Return each line of the data below that contains the string "dark". Case matters when matching.

**RAW RECORDS**:
══════════

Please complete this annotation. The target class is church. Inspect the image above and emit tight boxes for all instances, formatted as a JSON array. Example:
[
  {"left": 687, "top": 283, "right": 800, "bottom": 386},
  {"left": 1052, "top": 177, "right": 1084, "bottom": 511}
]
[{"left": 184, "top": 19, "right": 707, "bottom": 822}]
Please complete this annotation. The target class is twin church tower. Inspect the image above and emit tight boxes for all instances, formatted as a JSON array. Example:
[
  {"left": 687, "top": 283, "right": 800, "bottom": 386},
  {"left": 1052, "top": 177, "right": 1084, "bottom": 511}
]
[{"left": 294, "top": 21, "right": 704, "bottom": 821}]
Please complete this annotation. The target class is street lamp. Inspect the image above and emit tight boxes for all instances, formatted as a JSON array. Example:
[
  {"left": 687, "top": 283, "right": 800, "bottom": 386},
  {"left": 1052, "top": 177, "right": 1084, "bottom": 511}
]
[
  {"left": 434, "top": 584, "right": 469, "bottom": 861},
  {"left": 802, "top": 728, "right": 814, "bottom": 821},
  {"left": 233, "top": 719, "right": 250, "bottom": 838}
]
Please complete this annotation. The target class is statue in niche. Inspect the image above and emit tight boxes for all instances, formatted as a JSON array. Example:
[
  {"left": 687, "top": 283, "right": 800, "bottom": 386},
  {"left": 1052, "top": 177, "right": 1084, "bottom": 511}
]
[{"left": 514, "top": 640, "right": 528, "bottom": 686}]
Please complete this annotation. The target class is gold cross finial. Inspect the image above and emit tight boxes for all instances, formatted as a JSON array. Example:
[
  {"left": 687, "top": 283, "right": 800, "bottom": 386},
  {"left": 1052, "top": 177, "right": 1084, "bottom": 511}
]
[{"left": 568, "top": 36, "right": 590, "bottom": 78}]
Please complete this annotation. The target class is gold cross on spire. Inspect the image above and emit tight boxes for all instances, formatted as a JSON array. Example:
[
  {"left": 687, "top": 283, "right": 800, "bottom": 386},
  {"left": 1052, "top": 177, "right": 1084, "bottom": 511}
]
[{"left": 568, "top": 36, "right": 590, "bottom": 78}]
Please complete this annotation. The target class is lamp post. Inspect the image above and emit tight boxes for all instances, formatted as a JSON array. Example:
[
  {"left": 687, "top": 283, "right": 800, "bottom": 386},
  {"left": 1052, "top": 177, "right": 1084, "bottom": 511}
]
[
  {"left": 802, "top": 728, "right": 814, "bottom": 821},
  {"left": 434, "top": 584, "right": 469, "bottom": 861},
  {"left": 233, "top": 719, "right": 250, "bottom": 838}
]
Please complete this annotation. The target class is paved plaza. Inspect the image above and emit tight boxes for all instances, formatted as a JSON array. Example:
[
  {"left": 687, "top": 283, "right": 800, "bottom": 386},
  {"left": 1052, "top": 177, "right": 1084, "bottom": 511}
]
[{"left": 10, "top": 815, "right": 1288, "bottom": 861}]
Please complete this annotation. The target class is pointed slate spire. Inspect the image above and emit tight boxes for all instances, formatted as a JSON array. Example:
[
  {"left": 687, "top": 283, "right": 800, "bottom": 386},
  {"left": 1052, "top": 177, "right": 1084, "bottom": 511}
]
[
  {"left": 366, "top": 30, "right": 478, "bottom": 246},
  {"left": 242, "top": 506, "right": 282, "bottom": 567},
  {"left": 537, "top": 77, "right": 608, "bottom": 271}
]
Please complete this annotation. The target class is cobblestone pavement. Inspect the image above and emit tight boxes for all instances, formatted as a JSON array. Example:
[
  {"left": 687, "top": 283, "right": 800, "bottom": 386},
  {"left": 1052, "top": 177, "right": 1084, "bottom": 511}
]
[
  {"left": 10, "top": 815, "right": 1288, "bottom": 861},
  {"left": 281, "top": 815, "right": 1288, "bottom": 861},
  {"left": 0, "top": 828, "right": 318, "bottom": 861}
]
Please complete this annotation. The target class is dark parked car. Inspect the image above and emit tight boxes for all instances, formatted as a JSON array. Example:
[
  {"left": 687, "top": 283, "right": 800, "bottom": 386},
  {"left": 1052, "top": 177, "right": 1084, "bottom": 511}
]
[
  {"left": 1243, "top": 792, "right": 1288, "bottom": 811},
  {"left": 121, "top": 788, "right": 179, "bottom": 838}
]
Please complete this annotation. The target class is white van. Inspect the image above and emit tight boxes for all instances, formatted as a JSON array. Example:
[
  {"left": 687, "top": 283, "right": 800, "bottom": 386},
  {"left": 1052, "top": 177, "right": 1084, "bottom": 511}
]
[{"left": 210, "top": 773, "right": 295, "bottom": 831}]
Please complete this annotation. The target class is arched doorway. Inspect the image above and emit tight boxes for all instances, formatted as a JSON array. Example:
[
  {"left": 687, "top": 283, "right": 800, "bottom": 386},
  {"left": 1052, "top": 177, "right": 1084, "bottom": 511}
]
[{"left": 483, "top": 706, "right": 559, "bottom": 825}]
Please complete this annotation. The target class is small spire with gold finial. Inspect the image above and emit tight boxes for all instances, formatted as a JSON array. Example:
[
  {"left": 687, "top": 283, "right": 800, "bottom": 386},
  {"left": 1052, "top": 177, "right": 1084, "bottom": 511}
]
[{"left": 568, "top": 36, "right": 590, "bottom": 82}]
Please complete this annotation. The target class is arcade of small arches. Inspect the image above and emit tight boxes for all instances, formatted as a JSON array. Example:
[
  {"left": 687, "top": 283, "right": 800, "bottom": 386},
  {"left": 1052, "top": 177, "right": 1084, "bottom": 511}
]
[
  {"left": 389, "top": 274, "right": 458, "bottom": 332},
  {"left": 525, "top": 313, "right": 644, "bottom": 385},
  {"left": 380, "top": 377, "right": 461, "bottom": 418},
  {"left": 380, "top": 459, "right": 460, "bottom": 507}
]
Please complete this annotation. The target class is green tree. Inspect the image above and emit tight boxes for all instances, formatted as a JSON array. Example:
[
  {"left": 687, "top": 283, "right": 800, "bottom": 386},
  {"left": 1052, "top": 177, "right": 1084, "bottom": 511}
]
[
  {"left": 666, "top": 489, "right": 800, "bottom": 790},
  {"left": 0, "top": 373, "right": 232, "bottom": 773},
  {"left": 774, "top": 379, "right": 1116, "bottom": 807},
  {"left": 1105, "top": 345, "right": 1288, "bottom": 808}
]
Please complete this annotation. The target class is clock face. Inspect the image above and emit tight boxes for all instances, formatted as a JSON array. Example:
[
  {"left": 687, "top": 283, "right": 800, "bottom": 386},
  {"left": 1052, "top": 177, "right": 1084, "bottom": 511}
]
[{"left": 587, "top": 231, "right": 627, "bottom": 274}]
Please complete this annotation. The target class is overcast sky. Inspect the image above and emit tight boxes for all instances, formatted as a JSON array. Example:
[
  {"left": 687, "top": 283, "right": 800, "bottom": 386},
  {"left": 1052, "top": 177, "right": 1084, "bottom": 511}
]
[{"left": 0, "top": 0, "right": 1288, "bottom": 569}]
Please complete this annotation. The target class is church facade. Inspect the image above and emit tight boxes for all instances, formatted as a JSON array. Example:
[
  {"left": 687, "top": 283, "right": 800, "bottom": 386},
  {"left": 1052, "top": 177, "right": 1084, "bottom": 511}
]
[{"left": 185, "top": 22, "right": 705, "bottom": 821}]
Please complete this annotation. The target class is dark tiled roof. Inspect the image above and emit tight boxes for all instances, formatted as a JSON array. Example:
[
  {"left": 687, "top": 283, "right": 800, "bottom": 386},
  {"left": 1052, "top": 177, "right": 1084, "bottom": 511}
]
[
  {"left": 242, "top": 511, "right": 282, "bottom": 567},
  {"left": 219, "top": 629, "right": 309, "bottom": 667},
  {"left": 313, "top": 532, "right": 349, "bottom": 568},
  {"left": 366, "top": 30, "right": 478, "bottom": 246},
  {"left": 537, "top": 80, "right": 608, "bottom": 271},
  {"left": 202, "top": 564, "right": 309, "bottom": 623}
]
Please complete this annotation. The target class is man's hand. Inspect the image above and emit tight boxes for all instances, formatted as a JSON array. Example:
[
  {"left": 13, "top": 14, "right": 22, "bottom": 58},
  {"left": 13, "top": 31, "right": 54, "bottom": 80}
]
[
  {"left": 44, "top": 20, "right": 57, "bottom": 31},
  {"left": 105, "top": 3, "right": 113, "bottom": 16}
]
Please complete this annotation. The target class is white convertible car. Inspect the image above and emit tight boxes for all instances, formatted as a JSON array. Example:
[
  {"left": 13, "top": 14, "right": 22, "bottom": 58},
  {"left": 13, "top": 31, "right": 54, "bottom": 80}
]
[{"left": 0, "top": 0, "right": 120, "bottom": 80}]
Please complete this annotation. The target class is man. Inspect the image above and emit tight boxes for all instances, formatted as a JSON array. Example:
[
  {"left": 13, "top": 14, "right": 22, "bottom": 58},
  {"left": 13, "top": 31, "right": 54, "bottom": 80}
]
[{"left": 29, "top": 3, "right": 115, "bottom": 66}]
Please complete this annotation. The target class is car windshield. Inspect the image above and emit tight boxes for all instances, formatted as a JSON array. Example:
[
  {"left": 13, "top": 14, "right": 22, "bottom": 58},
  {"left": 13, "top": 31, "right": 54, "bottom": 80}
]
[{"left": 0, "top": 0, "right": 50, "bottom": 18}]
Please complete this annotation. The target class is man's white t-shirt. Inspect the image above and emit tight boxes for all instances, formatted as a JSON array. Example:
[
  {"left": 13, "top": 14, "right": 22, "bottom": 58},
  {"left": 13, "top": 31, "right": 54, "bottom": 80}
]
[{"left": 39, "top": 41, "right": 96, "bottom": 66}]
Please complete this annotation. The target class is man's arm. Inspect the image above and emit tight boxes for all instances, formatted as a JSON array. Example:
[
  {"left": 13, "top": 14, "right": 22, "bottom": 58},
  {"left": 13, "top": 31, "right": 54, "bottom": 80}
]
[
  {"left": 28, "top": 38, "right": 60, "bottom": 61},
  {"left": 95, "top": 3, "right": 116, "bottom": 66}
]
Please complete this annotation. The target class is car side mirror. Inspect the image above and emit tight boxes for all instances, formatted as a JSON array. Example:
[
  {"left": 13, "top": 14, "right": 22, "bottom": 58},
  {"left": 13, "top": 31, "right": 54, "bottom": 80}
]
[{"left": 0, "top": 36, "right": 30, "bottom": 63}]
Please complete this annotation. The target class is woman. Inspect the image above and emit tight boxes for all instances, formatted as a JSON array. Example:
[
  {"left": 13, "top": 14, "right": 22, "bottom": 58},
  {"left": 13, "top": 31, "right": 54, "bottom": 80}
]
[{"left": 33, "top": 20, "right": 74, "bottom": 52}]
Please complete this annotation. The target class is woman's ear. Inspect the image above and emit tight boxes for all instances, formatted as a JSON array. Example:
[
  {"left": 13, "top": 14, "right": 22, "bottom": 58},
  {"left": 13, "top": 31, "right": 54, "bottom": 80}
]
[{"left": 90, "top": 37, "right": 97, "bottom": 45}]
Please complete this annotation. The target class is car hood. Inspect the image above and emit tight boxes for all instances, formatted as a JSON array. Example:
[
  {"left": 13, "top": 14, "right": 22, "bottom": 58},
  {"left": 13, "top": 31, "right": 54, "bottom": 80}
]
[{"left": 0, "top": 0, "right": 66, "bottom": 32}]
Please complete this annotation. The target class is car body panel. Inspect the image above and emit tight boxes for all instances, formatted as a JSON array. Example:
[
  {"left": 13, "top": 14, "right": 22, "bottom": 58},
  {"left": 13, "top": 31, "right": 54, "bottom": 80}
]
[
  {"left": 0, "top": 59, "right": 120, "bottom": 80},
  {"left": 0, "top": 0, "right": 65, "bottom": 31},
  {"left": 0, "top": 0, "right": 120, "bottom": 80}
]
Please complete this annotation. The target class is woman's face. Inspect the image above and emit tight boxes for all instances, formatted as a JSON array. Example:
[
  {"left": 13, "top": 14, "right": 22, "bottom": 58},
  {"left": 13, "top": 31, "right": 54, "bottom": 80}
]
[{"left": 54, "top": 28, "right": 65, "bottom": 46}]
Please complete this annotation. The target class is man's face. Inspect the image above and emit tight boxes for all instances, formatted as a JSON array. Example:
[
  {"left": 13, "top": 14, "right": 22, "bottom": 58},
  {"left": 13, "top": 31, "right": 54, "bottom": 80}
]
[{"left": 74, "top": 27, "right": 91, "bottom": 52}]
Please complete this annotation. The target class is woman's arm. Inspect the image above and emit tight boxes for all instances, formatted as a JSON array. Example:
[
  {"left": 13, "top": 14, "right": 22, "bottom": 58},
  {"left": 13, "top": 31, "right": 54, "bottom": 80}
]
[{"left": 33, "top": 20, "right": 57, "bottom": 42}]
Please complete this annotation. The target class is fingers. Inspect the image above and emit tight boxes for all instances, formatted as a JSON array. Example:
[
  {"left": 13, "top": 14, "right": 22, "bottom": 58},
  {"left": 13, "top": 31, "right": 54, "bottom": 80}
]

══════════

**REPLY**:
Please complete this annotation. The target class is dark parked car. Inspect the image above and emit tight boxes for all instances, formatted as a JSON array. Example:
Please complete this annotation. The target class is dark tiled roof. Inspect the image above and emit tight boxes for all instances, formatted as a JSON array. Example:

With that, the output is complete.